**WHAT IS NEEDED:**
Can you update all of the data below so that every "Coordinate style" becomes "Box format", with nothing else changed and the pictures left out of your reply?

Image region labeling data
-- Start --

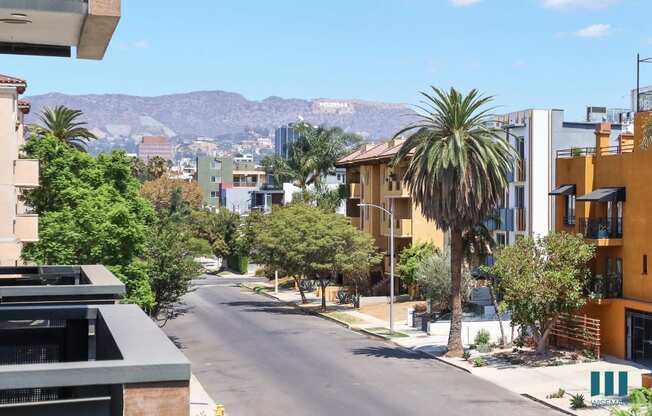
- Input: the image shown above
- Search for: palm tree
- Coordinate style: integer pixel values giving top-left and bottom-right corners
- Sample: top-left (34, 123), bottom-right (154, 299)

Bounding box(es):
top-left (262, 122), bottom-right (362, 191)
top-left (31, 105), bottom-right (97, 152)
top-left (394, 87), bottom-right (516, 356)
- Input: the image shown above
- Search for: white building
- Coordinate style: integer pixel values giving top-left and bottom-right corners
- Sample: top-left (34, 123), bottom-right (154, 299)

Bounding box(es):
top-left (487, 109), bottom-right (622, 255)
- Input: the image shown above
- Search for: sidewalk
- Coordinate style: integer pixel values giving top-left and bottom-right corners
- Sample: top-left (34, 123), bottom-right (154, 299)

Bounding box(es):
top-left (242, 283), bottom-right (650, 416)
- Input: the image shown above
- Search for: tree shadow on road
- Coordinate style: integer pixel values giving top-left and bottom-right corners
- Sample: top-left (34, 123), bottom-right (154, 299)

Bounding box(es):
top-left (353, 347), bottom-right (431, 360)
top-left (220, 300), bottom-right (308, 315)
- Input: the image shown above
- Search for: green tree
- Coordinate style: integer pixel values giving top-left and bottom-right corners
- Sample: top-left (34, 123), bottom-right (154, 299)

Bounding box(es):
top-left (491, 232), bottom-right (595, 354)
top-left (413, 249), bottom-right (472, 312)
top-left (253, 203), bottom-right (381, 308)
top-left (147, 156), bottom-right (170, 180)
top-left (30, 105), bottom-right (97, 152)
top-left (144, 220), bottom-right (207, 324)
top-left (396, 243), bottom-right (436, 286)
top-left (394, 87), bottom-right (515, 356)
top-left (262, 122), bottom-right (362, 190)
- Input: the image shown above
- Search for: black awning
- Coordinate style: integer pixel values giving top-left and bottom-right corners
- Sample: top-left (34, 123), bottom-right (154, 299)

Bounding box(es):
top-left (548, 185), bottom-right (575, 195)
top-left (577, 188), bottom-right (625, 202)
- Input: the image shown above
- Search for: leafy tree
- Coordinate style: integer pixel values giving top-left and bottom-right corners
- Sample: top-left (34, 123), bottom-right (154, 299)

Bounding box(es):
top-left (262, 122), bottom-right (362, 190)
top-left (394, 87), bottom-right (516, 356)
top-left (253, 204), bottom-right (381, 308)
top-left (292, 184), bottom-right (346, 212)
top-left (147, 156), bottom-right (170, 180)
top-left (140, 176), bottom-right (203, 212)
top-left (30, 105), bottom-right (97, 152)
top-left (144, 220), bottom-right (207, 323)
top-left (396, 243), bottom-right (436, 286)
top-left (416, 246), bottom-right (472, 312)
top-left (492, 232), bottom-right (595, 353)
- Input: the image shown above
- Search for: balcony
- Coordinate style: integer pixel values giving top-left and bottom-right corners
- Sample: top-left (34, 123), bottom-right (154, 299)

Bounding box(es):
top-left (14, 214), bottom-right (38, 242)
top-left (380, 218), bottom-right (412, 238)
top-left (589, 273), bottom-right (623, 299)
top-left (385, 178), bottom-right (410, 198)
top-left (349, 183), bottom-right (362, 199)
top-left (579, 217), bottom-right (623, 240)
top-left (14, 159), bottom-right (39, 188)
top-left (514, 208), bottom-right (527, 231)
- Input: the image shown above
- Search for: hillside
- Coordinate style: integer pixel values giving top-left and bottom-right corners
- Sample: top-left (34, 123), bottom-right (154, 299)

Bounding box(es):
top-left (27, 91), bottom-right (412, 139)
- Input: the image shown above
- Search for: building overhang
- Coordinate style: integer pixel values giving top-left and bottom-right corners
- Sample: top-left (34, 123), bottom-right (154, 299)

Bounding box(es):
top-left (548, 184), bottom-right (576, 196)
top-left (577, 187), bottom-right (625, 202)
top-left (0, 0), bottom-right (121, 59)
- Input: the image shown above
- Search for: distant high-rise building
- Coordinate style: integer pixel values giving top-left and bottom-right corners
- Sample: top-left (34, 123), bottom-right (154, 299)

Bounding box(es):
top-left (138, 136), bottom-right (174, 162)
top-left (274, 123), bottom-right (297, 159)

-- End --

**SOLUTION TO THIS EXERCISE:**
- Input: the image shown above
- Search for: palm tree
- Box format: integer pixel values giving top-left and bottom-right corners
- Sample: top-left (34, 123), bottom-right (154, 299)

Bounding box(es):
top-left (262, 122), bottom-right (362, 191)
top-left (31, 105), bottom-right (97, 152)
top-left (394, 87), bottom-right (516, 356)
- Input: the image shown above
- Search for: white building
- Box format: integer pixel values giving top-left and bottom-right corners
- Sample: top-left (34, 123), bottom-right (154, 299)

Bounding box(es):
top-left (487, 109), bottom-right (622, 255)
- Input: the image shown above
- Search for: sidewalk
- Box format: integer pixel values giving top-left and bottom-right corners
- Sample: top-left (34, 123), bottom-right (154, 299)

Bounding box(es):
top-left (242, 283), bottom-right (650, 416)
- Input: the image shown above
- Search for: tree shadow on road
- Box format: integer pixel values giving top-left and bottom-right corners
- Sample: top-left (34, 123), bottom-right (154, 299)

Bounding box(es):
top-left (353, 347), bottom-right (431, 360)
top-left (220, 300), bottom-right (308, 315)
- Input: the image shown above
- Search for: green tree
- Box format: integer pixel values giving top-left and bottom-right corners
- Sample: top-left (34, 123), bottom-right (154, 299)

Bounding box(es):
top-left (491, 232), bottom-right (595, 354)
top-left (413, 249), bottom-right (472, 312)
top-left (253, 203), bottom-right (381, 308)
top-left (147, 156), bottom-right (170, 180)
top-left (30, 105), bottom-right (97, 152)
top-left (144, 220), bottom-right (207, 324)
top-left (396, 243), bottom-right (436, 286)
top-left (394, 87), bottom-right (515, 356)
top-left (262, 122), bottom-right (362, 190)
- Input: the image shown above
- Search for: black awning
- Box format: integer pixel values giving top-left and bottom-right corners
- Sample: top-left (34, 123), bottom-right (154, 299)

Bounding box(es):
top-left (548, 185), bottom-right (575, 195)
top-left (577, 188), bottom-right (625, 202)
- Input: the image shown above
- Search for: leafy tree
- Box format: integer pixel values giving top-left and bottom-right corners
- Sample: top-left (34, 123), bottom-right (154, 299)

Bounding box(es):
top-left (262, 122), bottom-right (362, 190)
top-left (394, 87), bottom-right (516, 356)
top-left (253, 204), bottom-right (381, 308)
top-left (292, 184), bottom-right (346, 212)
top-left (147, 156), bottom-right (170, 180)
top-left (140, 176), bottom-right (203, 212)
top-left (30, 105), bottom-right (97, 152)
top-left (144, 220), bottom-right (207, 323)
top-left (396, 243), bottom-right (436, 286)
top-left (416, 246), bottom-right (472, 312)
top-left (492, 232), bottom-right (595, 353)
- Input: the image shown above
- Search for: balcony
- Box format: integer pixel values giving top-left and bottom-right corners
- Sample: top-left (34, 123), bottom-right (154, 299)

Bounding box(es):
top-left (14, 214), bottom-right (38, 242)
top-left (380, 218), bottom-right (412, 238)
top-left (589, 273), bottom-right (623, 299)
top-left (385, 178), bottom-right (410, 198)
top-left (349, 183), bottom-right (362, 199)
top-left (579, 217), bottom-right (623, 240)
top-left (14, 159), bottom-right (39, 188)
top-left (514, 208), bottom-right (527, 231)
- Input: the image shown above
- Search for: hillside
- Box format: integer pixel values giving top-left and bottom-right corners
- Sample: top-left (34, 123), bottom-right (154, 299)

Bounding box(es):
top-left (27, 91), bottom-right (412, 139)
- Input: the image shown above
- Search for: building overhang
- Box format: integer pixel values giving top-left and bottom-right corners
- Sample: top-left (34, 123), bottom-right (154, 299)

Bounding box(es):
top-left (548, 184), bottom-right (576, 196)
top-left (577, 187), bottom-right (625, 202)
top-left (0, 0), bottom-right (121, 59)
- Input: the image shown above
- Search for: distant high-rise building
- Box format: integer pixel values giving top-left and bottom-right corners
- Sample: top-left (34, 123), bottom-right (154, 299)

Bounding box(es):
top-left (138, 136), bottom-right (174, 162)
top-left (274, 123), bottom-right (297, 159)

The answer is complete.